[QUOTED PASSAGE]
## BEGIN

How to Hire an Attorney For Your VA Claim or Appeal Free Guidebook available on the Veterans Law Blog

I got an email the other day from a Veteran.  It had 2 or 3 sentences about his claim, and then closed at the end: “Please call me. So-and-so told me you were the best and I want your help.”

While I appreciate the compliments, I shudder a little at emails like this.  For 2 reasons.

First, I get a lot of emails like this.  And while I diligently represent my clients – I often tell them we will pursue their claim until we have no more appeals or until we win – I am most assuredly not the best.

There are a LOT of damn good VA Disability attorneys out there.  (Most, if not all, of the best are members of the National Organization of Veterans Advocatesread about one of them, here)

Second, I don’t want Veterans to choose their attorney based on who their friend thought was the best.  I want Veterans to choose the VA Disability attorney who is BEST for their case.

In some situations, that may be the Attig Law Firm.

But it may also be be Hill and Ponton, or Chisholm-Kilpatrick, or Bergman Moore.  Or any one of the dozens of other attorneys who have made the representation of Veterans their professional life’s work.

There are hundreds of attorneys that are out there representing Veterans, and I’m here to tell you that who is best for your friend’s case may not be the best for your case.

How do you Find the Best VA Disability Attorney for your Claim?

First, you have to answer the question: do you NEED an attorney?

Some of you don’t.  Some of you have the ability to improve your claim on your own, and fix the problems that are in your claim without need of a professional to help.

Some of you are the “do-it-yourself” type, and hiring an attorney will require you to cede control over your claim.

If that sounds like you, here are 7 ways that you can dive in and learn more about VA Claims than most other Veterans:

#1: Use the resources that appear on this blog – there are over 600 posts of FREE information for those of you that are the “do-it-yourself” type.  Get a copy of your C-File, and see if you can figure out if the 5 most commons reasons that the VA is screwing up a VA claim applies in your situation.

#2: Subscribe to my free email guides. The Veterans Law Blog offers a free email where I will walk you through the 8 Steps to Improving your VA Disability Claim or Appeal – click here to sign up.

#3: Need help learning the VA Claims process? Take a look at the books and Videos that I have written to reveal the secrets of navigating the VA Claims Process.

#4: Need help proving your claim, or finding 5 Star Evidence to give your VA Claim wings?  I’ve written some other books to help Veterans that need this kind of assistance.

#5: Have a Sleep Apnea claim?  I’m the only attorney to publish a comprehensive 165 page guide to improving your VA Sleep Apnea claim.  Learn how Veterans are using this book – every day – to get their VA Sleep Apnea claim granted without needing to hire an attorney.

Once You Decide you Need a VA Disability Attorney, Here is How to Find the Best For YOUR Claim.

The more C-Files I review for possible representation, the more I realize how important it is to choose the correct representative for your VA Claim.

I see it all the time – a Veteran gets in over their head in their VA Benefits claim, and then starts scrambling to find an attorney.

Often, they make a choice that may not be ideal for their claim.

## END

[OBJECTIVES]
1/ In the post on hiring an attorney for a VA claim, rewrite the paragraph beginning "First, I get a lot of emails like this" in a single shorter sentence that keeps its main facts.
2/ State whether each statement agrees with the post on hiring an attorney for a VA claim, answering yes or no and quoting the deciding words. (a) The author says hundreds of attorneys represent Veterans. (b) The author claims to be the only attorney to have published a comprehensive guide on VA Sleep Apnea claims. (c) The blog holds fewer than 100 posts.

[DATA RECORDS]

## BEGIN

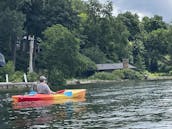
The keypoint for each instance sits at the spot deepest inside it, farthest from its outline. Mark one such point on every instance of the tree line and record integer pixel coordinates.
(72, 36)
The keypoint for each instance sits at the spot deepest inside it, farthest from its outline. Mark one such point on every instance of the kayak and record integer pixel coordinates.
(62, 94)
(43, 103)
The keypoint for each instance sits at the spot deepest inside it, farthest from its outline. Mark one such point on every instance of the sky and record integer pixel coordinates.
(144, 8)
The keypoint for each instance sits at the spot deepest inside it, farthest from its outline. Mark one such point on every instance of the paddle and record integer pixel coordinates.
(32, 92)
(66, 93)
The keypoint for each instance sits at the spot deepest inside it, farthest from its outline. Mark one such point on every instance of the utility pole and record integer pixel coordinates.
(31, 39)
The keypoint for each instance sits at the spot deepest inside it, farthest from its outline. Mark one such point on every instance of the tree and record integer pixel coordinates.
(60, 51)
(11, 28)
(156, 46)
(154, 23)
(132, 23)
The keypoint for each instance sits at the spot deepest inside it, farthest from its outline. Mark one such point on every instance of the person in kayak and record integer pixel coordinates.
(42, 87)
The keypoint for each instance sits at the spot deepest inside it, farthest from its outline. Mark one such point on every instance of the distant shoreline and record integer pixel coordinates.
(85, 81)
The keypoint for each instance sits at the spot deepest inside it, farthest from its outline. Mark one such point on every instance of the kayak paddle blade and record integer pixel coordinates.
(68, 93)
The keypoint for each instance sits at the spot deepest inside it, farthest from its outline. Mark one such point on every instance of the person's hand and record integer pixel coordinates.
(53, 92)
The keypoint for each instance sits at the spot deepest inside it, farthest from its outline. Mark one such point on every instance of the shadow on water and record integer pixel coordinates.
(146, 105)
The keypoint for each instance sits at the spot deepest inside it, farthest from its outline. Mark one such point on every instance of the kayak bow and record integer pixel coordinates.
(67, 94)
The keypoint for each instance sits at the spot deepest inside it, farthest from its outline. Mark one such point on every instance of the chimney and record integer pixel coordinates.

## END

[ANSWERS PROVIDED]
1/ The author receives many such emails and, despite diligently representing clients, often pursuing a claim until no appeals remain or it is won, is certainly not the best.

2/
(a) Yes: "There are hundreds of attorneys that are out there representing Veterans"
(b) Yes: "I’m the only attorney to publish a comprehensive 165 page guide to improving your VA Sleep Apnea claim."
(c) No: "there are over 600 posts of FREE information"